(INSTRUCTIONS TO FOLLOW): Reproduce every entry that follows word for word, but omit the images.

(LISTED RECORDS):
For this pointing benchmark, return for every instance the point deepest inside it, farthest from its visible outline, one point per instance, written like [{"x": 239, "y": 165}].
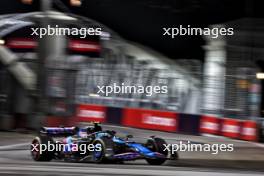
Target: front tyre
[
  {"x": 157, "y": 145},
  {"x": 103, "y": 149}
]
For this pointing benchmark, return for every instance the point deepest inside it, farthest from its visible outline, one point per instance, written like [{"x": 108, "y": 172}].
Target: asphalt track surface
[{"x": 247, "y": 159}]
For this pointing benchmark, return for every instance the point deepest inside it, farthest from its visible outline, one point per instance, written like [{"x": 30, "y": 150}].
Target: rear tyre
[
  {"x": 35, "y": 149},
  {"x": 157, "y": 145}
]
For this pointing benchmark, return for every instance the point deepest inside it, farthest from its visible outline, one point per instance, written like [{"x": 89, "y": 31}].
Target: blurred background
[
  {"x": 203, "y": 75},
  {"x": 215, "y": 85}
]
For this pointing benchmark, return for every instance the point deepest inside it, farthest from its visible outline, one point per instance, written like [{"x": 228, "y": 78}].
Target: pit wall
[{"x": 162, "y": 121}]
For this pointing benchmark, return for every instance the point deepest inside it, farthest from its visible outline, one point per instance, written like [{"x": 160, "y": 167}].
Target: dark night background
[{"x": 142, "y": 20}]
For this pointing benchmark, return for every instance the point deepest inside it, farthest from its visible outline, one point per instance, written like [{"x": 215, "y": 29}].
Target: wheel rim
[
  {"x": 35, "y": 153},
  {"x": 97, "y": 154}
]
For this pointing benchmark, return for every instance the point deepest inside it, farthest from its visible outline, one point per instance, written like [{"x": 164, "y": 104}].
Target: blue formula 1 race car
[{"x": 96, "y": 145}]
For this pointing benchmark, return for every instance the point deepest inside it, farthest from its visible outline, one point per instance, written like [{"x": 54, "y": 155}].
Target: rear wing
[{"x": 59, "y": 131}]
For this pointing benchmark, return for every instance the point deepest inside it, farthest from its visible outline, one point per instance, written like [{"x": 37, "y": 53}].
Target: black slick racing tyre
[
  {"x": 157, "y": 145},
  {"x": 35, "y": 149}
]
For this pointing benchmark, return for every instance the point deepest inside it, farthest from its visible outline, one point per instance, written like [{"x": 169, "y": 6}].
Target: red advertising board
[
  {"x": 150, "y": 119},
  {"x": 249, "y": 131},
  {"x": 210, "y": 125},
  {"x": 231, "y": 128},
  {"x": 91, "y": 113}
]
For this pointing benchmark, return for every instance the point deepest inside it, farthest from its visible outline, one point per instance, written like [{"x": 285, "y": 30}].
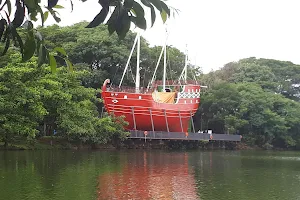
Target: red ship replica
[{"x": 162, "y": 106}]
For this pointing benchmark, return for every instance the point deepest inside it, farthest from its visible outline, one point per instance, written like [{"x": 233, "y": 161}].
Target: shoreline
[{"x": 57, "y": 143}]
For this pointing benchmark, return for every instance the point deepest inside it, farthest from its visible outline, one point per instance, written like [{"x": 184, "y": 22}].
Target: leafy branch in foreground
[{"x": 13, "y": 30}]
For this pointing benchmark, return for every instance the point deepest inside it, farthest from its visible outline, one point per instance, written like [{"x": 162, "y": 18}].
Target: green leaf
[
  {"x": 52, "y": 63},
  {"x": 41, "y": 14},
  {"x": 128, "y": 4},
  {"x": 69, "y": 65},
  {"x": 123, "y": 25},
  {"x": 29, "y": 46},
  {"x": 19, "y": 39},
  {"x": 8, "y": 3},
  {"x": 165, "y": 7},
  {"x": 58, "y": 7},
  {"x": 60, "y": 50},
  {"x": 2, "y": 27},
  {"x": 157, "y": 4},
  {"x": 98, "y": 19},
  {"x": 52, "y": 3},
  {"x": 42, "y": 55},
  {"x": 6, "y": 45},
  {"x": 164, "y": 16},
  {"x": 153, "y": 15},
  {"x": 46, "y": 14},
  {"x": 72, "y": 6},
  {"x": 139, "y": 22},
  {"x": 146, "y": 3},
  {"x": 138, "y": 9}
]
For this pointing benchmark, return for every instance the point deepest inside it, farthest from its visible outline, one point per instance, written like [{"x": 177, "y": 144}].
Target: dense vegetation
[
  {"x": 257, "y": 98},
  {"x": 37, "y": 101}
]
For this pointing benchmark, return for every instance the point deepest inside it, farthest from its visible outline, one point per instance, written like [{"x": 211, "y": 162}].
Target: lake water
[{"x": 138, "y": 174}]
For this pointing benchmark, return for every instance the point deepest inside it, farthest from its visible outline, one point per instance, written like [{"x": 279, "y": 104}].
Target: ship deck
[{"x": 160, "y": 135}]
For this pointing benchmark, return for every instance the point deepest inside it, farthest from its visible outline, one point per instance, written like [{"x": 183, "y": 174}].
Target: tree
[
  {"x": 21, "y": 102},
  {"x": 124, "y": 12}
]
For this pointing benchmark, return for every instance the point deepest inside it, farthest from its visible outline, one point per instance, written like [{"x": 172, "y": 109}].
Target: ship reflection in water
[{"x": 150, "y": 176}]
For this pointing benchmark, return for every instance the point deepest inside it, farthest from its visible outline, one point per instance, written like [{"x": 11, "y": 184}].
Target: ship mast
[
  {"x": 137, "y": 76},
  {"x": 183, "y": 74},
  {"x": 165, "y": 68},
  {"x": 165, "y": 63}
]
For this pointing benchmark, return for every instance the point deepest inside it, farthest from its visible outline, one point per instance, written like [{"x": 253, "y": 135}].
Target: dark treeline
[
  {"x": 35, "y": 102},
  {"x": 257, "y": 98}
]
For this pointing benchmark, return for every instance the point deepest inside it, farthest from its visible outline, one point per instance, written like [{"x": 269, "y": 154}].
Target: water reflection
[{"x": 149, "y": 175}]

(THE OUTPUT):
For this pointing benchmark, return for every instance the point deepest inside it, farthest from its visible outline, one point per instance, written like [{"x": 239, "y": 165}].
Target: front tyre
[
  {"x": 157, "y": 145},
  {"x": 103, "y": 149}
]
For this pointing benchmark, return for every instance the point deepest inside it, farthest from its visible outline, one point per instance, written like [{"x": 108, "y": 172}].
Target: asphalt track surface
[{"x": 247, "y": 159}]
For this pointing benchmark, return for every instance the point deepest inside it, farthest from its visible outline, one point per instance, written like [{"x": 30, "y": 150}].
Target: rear tyre
[
  {"x": 35, "y": 149},
  {"x": 157, "y": 145}
]
For this pointing benchmark, return for every instance the point deepest inside it, farthest from its visible outline, one point per instance, written like [{"x": 89, "y": 31}].
Target: blurred background
[
  {"x": 203, "y": 75},
  {"x": 215, "y": 85}
]
For this pointing benchmark, return for every instance the point deepest inside it, farthest from its visible outline, one point per instance, written like [{"x": 228, "y": 78}].
Target: pit wall
[{"x": 162, "y": 121}]
For this pointing benchmark, return for every instance the point deepest inside it, farthest from its visible outline, one point per instance, written like [{"x": 160, "y": 167}].
Target: dark night background
[{"x": 142, "y": 20}]
For this pointing benchmark, return for every instance the point deepest inside it, farthest from its visible outline, one point per instance, written like [{"x": 215, "y": 29}].
Target: wheel rim
[
  {"x": 35, "y": 153},
  {"x": 97, "y": 154}
]
For this pointing benchmark, return for every instance the point deepest inside it, farthest from its visible outline, one point per instance, written like [{"x": 164, "y": 104}].
Target: blue formula 1 race car
[{"x": 96, "y": 145}]
For this pointing benchmark, return for every instance the point deepest inside it, farthest from its visible outline, one point per instance, written like [{"x": 54, "y": 155}].
Target: rear wing
[{"x": 59, "y": 131}]
For this pointing benchmark, return for every instance the point deepest inside it, farthest from its visible outline, one point per instance, written like [{"x": 37, "y": 53}].
Target: black slick racing tyre
[
  {"x": 157, "y": 145},
  {"x": 35, "y": 149}
]
For this pointing benchmark, return for every instance the point deepest inside it, farthest from its visible outline, one point per instance, written like [{"x": 169, "y": 6}].
Target: red advertising board
[
  {"x": 150, "y": 119},
  {"x": 249, "y": 131},
  {"x": 210, "y": 125},
  {"x": 231, "y": 128},
  {"x": 91, "y": 113}
]
For this pointing benchmark, return for every instance the point deepest inside it, farthest from its visible outline, one point per instance, written like [{"x": 285, "y": 30}].
Target: red ship replica
[{"x": 162, "y": 106}]
For this pointing benchmark, return for every instance the point deepest inside it, farthest from its visible outline, one point per instance, written like [{"x": 233, "y": 161}].
Target: shoreline
[{"x": 57, "y": 143}]
For this pointing benchmark, return for every instance the point deepest inside it, farthest from its visible outline, one point per instance, written like [{"x": 184, "y": 22}].
Target: leafy branch in foreground
[{"x": 13, "y": 30}]
For this pointing benchmark, return for every instance the point deepest inside it, farthest from its visible outline, one point per instance, written like [{"x": 162, "y": 18}].
Target: green leaf
[
  {"x": 52, "y": 63},
  {"x": 41, "y": 14},
  {"x": 128, "y": 4},
  {"x": 69, "y": 65},
  {"x": 123, "y": 25},
  {"x": 29, "y": 46},
  {"x": 19, "y": 39},
  {"x": 8, "y": 3},
  {"x": 165, "y": 7},
  {"x": 58, "y": 7},
  {"x": 60, "y": 50},
  {"x": 2, "y": 27},
  {"x": 157, "y": 4},
  {"x": 98, "y": 19},
  {"x": 52, "y": 3},
  {"x": 42, "y": 55},
  {"x": 6, "y": 45},
  {"x": 164, "y": 16},
  {"x": 153, "y": 15},
  {"x": 46, "y": 14},
  {"x": 72, "y": 6},
  {"x": 139, "y": 22},
  {"x": 146, "y": 3},
  {"x": 138, "y": 9}
]
For this pointing benchmark, return for every instance the point deepest inside it, farthest from its visible outline, one point per instance, written like [{"x": 177, "y": 144}].
Target: dense vegetation
[
  {"x": 257, "y": 98},
  {"x": 37, "y": 101}
]
For this pointing benchmark, return for every instance the point deepest inside it, farthest from its visible outline, one point per instance, written like [{"x": 211, "y": 162}].
Target: lake water
[{"x": 138, "y": 174}]
For this pointing benchmark, return for every instance the point deepest inside it, farthest from its visible outline, one point per instance, written like [{"x": 279, "y": 104}].
Target: ship deck
[{"x": 160, "y": 135}]
For this pointing benchmark, return for every instance the point deepest inside it, farthest from its visible outline, one point per instance, written like [{"x": 183, "y": 174}].
Target: tree
[
  {"x": 21, "y": 102},
  {"x": 124, "y": 12}
]
For this pointing benchmark, return for every instance the point deepest inside it, farthest from its visible outline, one point per instance, written like [{"x": 172, "y": 109}].
Target: ship reflection in water
[{"x": 150, "y": 176}]
For this pointing benchmark, return for every instance the point deepest inside it, farthest from its visible outline, one point per instance, written like [{"x": 11, "y": 184}].
Target: ship mast
[
  {"x": 137, "y": 76},
  {"x": 183, "y": 74},
  {"x": 165, "y": 68},
  {"x": 165, "y": 63}
]
For this pointing benchmark, return for every instance the point deepest inside it, farthest from its visible outline, one point per instance, written like [{"x": 253, "y": 135}].
Target: dark treeline
[
  {"x": 35, "y": 102},
  {"x": 257, "y": 98}
]
For this pointing benchmark, return for every instance the point deepest inside it, farthest from its visible outline, one point per instance, written like [{"x": 269, "y": 154}].
Target: water reflection
[{"x": 149, "y": 175}]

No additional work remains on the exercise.